**任务要求:**
请收集下列记录中所有含有字符串“landing”的行，并逐行照原样抄出。匹配时区分大小写。

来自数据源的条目
★ ★ ★ ★ ★ ★ ★

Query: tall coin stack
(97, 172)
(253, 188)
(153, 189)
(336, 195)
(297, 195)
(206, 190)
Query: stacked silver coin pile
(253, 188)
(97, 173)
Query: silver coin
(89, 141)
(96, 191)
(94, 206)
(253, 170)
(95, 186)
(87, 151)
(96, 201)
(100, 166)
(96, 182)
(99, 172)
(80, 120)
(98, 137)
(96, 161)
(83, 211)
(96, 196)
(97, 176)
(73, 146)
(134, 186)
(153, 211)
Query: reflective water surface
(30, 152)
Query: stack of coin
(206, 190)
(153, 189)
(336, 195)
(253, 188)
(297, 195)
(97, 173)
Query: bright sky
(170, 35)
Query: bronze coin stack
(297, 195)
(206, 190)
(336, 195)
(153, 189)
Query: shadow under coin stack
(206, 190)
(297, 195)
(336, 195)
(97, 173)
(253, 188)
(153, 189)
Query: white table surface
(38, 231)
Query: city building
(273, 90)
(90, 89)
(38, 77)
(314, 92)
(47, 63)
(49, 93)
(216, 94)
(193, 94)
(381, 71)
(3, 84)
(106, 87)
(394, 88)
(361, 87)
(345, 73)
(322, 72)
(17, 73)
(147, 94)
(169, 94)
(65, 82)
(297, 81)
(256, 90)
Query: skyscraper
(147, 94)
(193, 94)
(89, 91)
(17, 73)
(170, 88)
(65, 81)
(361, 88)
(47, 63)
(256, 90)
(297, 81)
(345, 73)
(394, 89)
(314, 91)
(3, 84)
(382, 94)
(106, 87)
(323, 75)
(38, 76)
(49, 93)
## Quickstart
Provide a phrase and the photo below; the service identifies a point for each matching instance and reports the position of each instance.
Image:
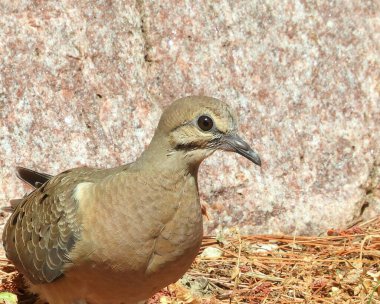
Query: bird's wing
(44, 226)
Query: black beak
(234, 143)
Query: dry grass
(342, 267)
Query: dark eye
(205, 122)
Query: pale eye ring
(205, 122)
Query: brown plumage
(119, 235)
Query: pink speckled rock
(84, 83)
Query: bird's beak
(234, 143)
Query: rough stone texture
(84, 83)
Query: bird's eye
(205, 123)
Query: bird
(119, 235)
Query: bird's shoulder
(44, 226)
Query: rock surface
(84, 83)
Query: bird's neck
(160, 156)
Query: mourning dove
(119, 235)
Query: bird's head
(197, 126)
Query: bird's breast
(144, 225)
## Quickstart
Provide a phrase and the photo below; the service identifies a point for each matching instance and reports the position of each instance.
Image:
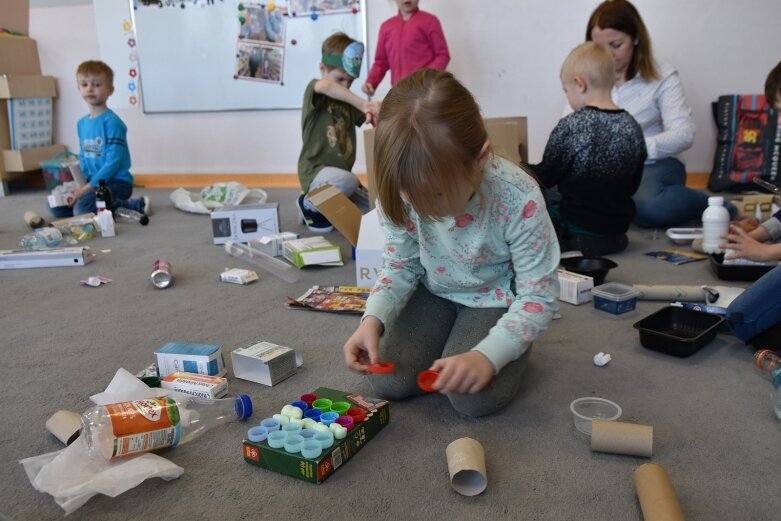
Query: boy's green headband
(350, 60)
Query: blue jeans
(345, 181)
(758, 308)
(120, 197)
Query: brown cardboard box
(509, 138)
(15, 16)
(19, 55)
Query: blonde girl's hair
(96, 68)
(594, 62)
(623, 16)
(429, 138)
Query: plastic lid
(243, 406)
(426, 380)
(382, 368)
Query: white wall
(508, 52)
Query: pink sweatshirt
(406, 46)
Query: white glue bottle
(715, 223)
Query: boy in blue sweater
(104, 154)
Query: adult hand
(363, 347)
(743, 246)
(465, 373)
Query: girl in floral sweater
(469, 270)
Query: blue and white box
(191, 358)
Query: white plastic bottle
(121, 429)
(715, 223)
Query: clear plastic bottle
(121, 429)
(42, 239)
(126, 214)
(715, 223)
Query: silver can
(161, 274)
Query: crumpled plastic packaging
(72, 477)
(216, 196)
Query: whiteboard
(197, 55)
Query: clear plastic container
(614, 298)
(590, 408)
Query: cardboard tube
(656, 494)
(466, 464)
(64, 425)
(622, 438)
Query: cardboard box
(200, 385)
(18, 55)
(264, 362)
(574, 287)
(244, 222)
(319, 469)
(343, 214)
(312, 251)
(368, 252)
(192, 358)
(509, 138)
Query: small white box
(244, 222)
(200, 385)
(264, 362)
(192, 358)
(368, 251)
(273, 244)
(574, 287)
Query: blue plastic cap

★ ★ ★ ★ ★ ★ ★

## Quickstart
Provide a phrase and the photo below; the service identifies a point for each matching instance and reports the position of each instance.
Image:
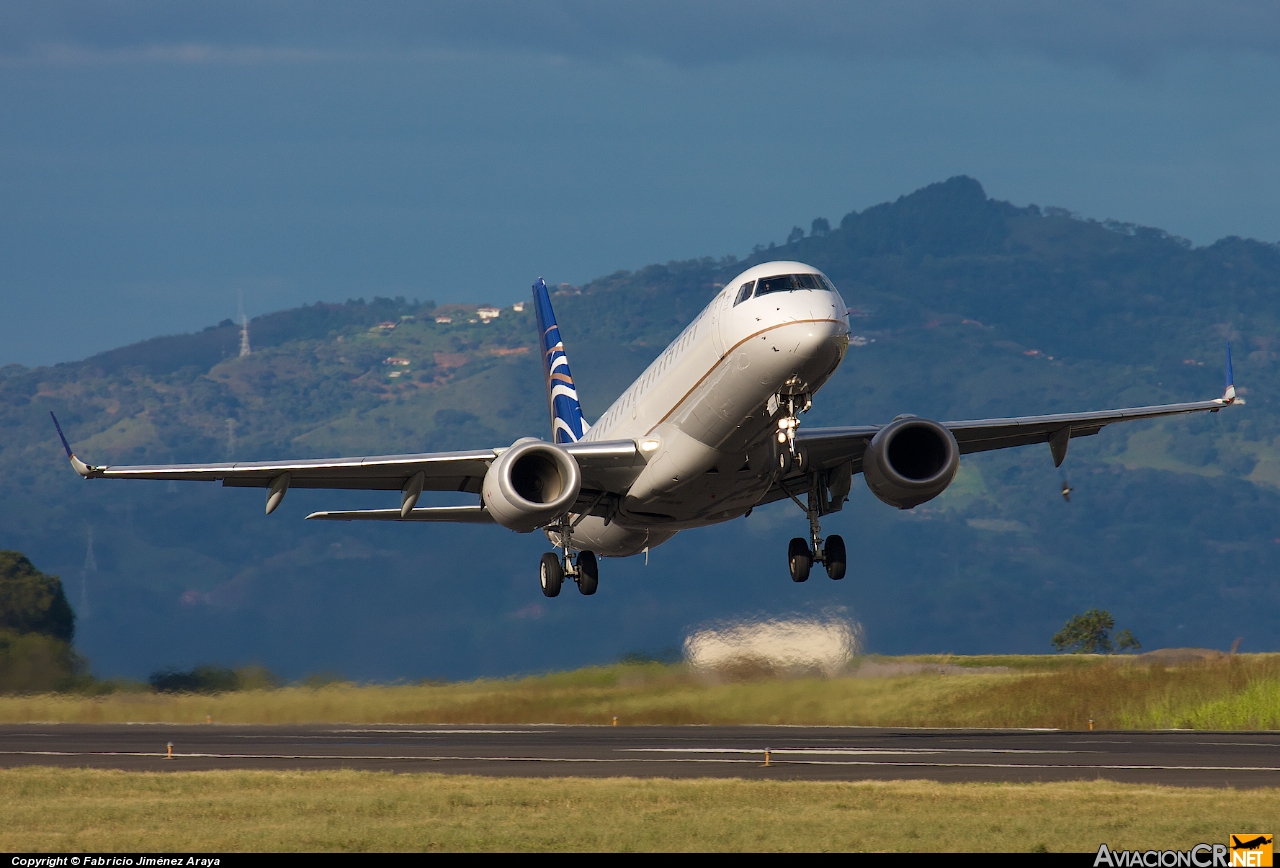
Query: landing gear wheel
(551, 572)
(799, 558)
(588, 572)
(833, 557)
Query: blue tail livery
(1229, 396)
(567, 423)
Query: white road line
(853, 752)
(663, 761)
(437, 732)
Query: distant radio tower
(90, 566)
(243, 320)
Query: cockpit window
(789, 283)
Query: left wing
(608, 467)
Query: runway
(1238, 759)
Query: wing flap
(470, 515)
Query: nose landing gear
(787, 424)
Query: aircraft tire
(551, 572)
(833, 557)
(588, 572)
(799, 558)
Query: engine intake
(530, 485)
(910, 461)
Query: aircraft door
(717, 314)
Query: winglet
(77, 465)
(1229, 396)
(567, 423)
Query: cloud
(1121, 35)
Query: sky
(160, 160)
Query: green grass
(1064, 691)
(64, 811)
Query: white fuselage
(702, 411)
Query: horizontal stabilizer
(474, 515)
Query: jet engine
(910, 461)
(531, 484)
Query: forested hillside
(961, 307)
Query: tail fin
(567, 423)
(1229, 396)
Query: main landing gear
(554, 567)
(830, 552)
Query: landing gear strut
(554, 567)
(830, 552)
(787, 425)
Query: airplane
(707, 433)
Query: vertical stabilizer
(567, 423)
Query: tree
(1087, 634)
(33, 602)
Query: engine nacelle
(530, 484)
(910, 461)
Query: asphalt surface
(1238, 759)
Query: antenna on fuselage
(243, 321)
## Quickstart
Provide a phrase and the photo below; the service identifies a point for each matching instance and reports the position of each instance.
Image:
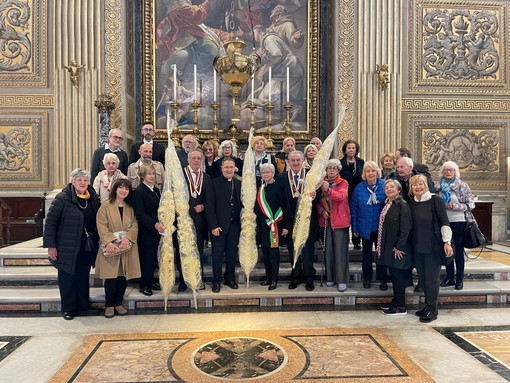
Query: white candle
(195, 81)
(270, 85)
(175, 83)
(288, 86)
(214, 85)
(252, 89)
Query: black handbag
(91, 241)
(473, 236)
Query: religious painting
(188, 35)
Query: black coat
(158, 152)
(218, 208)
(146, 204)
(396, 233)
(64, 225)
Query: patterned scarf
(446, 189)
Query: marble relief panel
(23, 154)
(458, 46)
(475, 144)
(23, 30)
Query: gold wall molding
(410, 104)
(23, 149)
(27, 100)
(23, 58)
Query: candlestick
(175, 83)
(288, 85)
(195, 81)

★ ★ ★ ★ ★ ★ ★

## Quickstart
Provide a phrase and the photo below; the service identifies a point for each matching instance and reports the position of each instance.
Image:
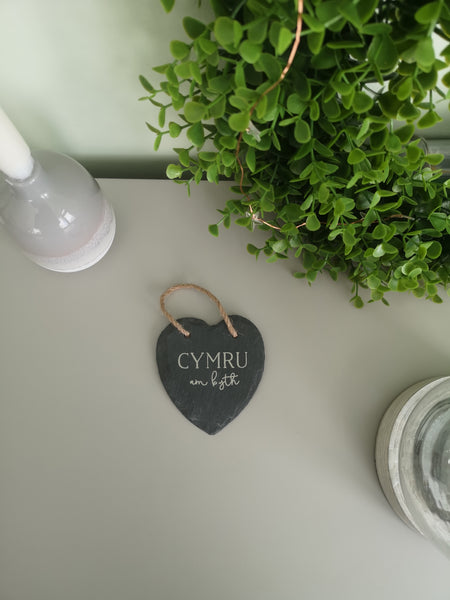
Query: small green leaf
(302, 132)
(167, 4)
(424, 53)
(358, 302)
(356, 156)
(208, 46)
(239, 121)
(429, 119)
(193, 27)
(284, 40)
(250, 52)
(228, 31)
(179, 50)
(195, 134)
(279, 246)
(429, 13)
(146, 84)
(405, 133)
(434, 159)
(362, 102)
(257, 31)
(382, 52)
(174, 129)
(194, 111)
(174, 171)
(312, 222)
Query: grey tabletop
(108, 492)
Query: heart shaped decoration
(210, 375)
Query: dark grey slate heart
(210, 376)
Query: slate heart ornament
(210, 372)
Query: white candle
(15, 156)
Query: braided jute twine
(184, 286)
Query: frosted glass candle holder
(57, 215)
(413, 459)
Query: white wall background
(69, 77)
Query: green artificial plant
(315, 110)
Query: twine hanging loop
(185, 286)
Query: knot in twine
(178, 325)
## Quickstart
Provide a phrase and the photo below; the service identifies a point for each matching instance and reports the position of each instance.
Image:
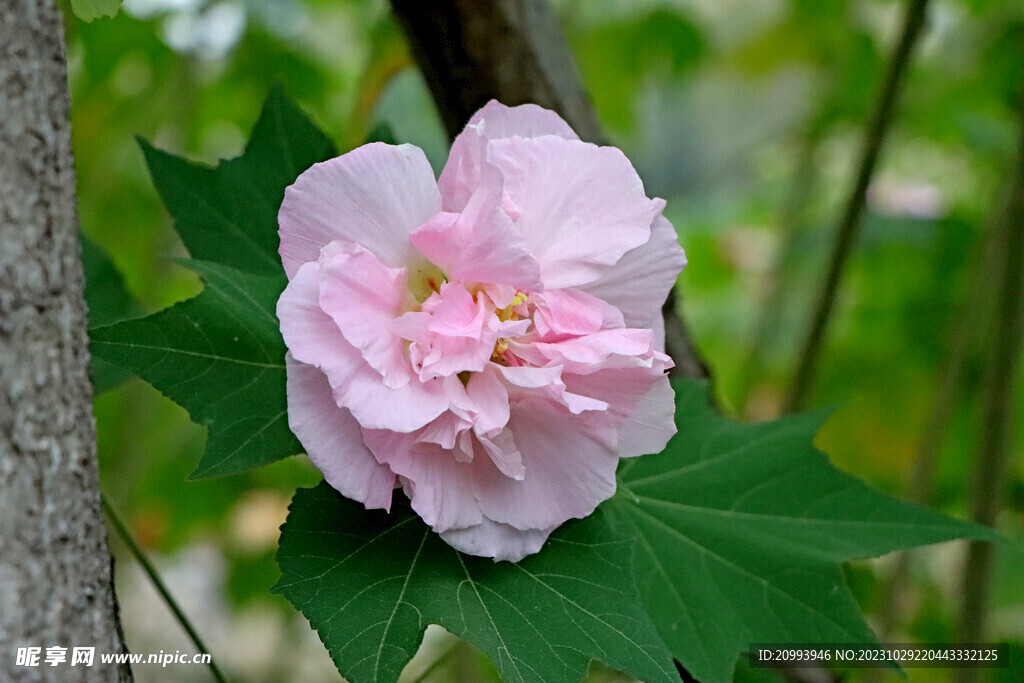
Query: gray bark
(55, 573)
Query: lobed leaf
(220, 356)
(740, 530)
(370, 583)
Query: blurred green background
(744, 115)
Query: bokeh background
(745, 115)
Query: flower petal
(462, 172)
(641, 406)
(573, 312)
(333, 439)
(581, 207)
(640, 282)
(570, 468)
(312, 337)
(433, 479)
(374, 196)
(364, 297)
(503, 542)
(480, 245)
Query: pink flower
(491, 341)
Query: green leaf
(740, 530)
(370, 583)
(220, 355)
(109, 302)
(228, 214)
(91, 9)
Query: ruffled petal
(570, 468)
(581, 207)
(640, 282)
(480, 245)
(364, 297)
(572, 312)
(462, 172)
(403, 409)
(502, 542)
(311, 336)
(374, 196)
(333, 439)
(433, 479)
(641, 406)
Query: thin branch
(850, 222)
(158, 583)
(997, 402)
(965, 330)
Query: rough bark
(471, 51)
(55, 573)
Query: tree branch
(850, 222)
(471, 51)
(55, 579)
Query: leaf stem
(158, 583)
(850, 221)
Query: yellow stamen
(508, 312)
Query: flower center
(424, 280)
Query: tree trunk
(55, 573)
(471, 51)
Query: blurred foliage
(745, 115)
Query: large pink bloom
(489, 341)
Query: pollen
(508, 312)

★ ★ ★ ★ ★ ★ ★

**参考答案:**
Query: landing gear wheel
Query: nose landing gear
Query: main landing gear
Query: landing gear strut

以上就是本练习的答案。